§ **Written request**:
Every entry must be copied word for word.

** begin Extracted entries **

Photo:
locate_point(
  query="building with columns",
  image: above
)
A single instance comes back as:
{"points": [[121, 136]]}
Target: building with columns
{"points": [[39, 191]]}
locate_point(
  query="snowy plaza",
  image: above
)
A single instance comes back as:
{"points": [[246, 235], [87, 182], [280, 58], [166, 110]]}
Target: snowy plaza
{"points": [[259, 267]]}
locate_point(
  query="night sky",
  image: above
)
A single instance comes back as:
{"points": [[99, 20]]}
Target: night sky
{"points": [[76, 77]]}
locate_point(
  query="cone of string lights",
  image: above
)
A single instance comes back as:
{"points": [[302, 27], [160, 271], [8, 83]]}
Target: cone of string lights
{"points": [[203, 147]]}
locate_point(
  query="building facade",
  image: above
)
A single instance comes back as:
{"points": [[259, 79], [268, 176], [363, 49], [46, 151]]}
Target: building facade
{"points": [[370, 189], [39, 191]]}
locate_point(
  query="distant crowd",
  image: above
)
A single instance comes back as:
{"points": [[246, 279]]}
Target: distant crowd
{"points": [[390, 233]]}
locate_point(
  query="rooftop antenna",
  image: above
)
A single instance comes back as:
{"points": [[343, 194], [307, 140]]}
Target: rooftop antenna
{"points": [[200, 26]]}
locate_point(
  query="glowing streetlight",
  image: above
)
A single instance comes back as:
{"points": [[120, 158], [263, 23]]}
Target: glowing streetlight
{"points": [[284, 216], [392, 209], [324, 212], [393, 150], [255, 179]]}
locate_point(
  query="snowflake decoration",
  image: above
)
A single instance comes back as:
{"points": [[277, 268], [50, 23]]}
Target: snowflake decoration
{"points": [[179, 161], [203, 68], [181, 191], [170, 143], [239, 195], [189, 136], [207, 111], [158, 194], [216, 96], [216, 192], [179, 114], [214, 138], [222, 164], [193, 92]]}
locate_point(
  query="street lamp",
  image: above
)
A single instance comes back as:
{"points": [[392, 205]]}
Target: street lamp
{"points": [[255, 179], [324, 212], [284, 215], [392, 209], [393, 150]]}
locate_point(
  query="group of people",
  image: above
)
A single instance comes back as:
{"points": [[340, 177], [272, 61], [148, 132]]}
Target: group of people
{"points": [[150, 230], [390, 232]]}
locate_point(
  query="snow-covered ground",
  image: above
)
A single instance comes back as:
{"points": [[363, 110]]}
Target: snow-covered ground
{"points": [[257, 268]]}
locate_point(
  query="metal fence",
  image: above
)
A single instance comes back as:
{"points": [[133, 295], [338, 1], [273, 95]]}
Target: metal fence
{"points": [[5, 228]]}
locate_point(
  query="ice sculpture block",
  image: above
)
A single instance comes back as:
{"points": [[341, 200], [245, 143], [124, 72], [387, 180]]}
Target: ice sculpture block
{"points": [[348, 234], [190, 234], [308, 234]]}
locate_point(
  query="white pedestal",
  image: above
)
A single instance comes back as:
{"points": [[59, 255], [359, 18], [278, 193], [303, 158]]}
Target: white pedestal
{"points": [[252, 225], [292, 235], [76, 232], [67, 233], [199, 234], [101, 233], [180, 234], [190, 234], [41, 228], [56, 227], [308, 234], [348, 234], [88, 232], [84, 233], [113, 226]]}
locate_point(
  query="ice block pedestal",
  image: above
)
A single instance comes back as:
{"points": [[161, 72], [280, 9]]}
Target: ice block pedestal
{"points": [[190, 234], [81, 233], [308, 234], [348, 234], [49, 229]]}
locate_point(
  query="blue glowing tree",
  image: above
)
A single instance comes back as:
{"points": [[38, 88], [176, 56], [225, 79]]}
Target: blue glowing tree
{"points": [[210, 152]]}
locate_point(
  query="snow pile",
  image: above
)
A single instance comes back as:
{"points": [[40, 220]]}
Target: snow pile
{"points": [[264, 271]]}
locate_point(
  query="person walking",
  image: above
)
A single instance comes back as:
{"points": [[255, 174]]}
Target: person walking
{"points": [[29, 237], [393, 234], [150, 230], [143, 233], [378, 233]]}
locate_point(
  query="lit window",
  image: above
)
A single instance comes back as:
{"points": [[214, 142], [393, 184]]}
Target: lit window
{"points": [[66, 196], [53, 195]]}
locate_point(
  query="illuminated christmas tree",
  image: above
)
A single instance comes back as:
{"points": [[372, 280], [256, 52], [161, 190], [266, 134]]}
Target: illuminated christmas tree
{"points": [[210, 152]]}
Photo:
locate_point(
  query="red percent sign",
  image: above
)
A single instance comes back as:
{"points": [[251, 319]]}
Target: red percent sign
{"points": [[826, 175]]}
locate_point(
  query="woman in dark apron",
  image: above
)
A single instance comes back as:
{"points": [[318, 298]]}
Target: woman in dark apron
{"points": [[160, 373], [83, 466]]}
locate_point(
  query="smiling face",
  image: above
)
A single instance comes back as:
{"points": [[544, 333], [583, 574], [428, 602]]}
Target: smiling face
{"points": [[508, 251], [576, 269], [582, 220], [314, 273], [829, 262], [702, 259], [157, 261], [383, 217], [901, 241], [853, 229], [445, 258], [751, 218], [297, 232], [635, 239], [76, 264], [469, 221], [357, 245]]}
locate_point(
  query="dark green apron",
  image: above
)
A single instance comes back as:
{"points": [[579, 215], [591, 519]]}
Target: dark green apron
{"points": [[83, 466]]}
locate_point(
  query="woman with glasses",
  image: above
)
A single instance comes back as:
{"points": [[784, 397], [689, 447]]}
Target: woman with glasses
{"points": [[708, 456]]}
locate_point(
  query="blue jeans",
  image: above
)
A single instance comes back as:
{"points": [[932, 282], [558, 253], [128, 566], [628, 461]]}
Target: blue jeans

** end Extracted entries **

§ **Right answer**:
Photo:
locate_point(
  query="building with columns",
  image: above
)
A single instance comes back as:
{"points": [[121, 136]]}
Target: building with columns
{"points": [[39, 191]]}
locate_point(
  query="snowy plaza",
  image: above
)
A single instance comes back as:
{"points": [[246, 235], [87, 182], [280, 58], [166, 110]]}
Target: snowy plaza
{"points": [[259, 267]]}
locate_point(
  query="night sky",
  image: above
)
A single instance comes back as:
{"points": [[99, 20]]}
Target: night sky
{"points": [[76, 77]]}
locate_point(
  query="cone of string lights",
  image: above
)
A single instance comes back as:
{"points": [[302, 27], [160, 271], [8, 83]]}
Target: cone of string lights
{"points": [[203, 147]]}
locate_point(
  query="building facade",
  image: above
)
A single instance comes back as:
{"points": [[259, 79], [268, 176], [363, 49], [46, 151]]}
Target: building facade
{"points": [[370, 189], [39, 191]]}
locate_point(
  query="distant crowd",
  image: above
)
A single instance comes back as:
{"points": [[246, 279]]}
Target: distant crowd
{"points": [[390, 233]]}
locate_point(
  query="rooftop antenna",
  image: above
)
A single instance comes back as:
{"points": [[343, 194], [307, 140]]}
Target: rooftop antenna
{"points": [[200, 26]]}
locate_point(
  query="glowing streetlight",
  image: above
)
A single instance comes back as:
{"points": [[120, 158], [263, 23]]}
Target: glowing streetlight
{"points": [[284, 216], [392, 209], [324, 212], [393, 150], [255, 179]]}
locate_point(
  query="snowflake decoration",
  image: above
)
A single instance comes back as:
{"points": [[277, 268], [50, 23]]}
Target: snowflake decoration
{"points": [[179, 161], [203, 68], [181, 191], [170, 143], [239, 195], [189, 136], [207, 111], [158, 194], [216, 96], [216, 192], [179, 114], [214, 138], [222, 164], [193, 92]]}
locate_point(
  query="street lamp",
  image: above
)
A single instance comes back as:
{"points": [[392, 205]]}
Target: street lamp
{"points": [[255, 179], [324, 212], [284, 215], [392, 209], [393, 150]]}
locate_point(
  query="group of people",
  image: above
)
A single instance comes back as:
{"points": [[340, 177], [272, 61], [148, 132]]}
Target: group of people
{"points": [[150, 230], [390, 232]]}
locate_point(
  query="snow-covered ground",
  image: above
)
A single instance comes back as:
{"points": [[363, 110]]}
Target: snow-covered ground
{"points": [[257, 268]]}
locate_point(
  query="metal fence",
  image: above
)
A single instance comes back as:
{"points": [[133, 295], [338, 1], [273, 95]]}
Target: metal fence
{"points": [[5, 228]]}
locate_point(
  query="ice sculpture block",
  image: above
)
A single instance comes back as:
{"points": [[341, 200], [245, 143], [124, 72], [387, 180]]}
Target: ice sculpture block
{"points": [[348, 234], [190, 234], [308, 234]]}
locate_point(
  query="white pedestal",
  image: above
)
A single instance comes back as:
{"points": [[59, 255], [359, 18], [278, 193], [303, 158]]}
Target: white pedestal
{"points": [[252, 225], [292, 235], [76, 232], [67, 233], [199, 234], [101, 233], [180, 234], [190, 234], [41, 228], [56, 227], [308, 234], [348, 234], [88, 232], [84, 233], [113, 226]]}
locate_point(
  query="ice block pedestal",
  image: above
)
A single instance comes back as:
{"points": [[161, 72], [280, 9]]}
Target: ice block pedestal
{"points": [[190, 234], [81, 233], [308, 234], [348, 234], [49, 229]]}
locate_point(
  query="blue glowing tree",
  image: above
)
A single instance comes back as:
{"points": [[38, 88], [176, 56], [225, 79]]}
Target: blue glowing tree
{"points": [[210, 152]]}
locate_point(
  query="snow pile",
  image: above
)
A single instance comes back as:
{"points": [[40, 220]]}
Target: snow pile
{"points": [[264, 271]]}
locate_point(
  query="person walking",
  image: above
)
A single instance comes back as:
{"points": [[255, 174]]}
Target: person walking
{"points": [[29, 237], [393, 234], [150, 230], [143, 233], [378, 233]]}
locate_point(
  query="lit window",
  image: above
)
A single instance comes back as:
{"points": [[214, 142], [393, 184]]}
Target: lit window
{"points": [[66, 196], [53, 195]]}
locate_point(
  query="illuminated christmas tree",
  image: above
)
A single instance comes back as:
{"points": [[372, 280], [256, 52], [161, 190], [266, 134]]}
Target: illuminated christmas tree
{"points": [[210, 152]]}
Photo:
locate_point(
  query="red percent sign",
  image: above
)
A single instance comes back as:
{"points": [[251, 319]]}
Target: red percent sign
{"points": [[826, 175]]}
locate_point(
  query="woman in dark apron",
  image: above
)
A single instance comes back as:
{"points": [[318, 298]]}
Target: woman in dark apron
{"points": [[160, 373], [83, 466]]}
locate_point(
  query="smiling face",
  image: above
)
A single instance comes back as:
{"points": [[544, 333], [583, 574], [428, 602]]}
Target: smiling face
{"points": [[508, 251], [576, 269], [582, 220], [314, 273], [829, 262], [702, 259], [157, 261], [383, 217], [901, 241], [853, 229], [445, 258], [751, 218], [297, 232], [635, 239], [76, 264], [469, 221], [357, 245]]}
locate_point(
  query="dark green apron",
  image: above
)
A single instance comes back as:
{"points": [[579, 215], [591, 519]]}
Target: dark green apron
{"points": [[83, 466]]}
locate_point(
  query="woman with glasses",
  image: above
)
A single instance comes back as:
{"points": [[784, 397], [689, 447]]}
Target: woman with glasses
{"points": [[708, 456]]}
locate_point(
  query="blue jeans",
  image: above
)
A single instance comes back as:
{"points": [[932, 282], [558, 253], [128, 566], [628, 461]]}
Target: blue jeans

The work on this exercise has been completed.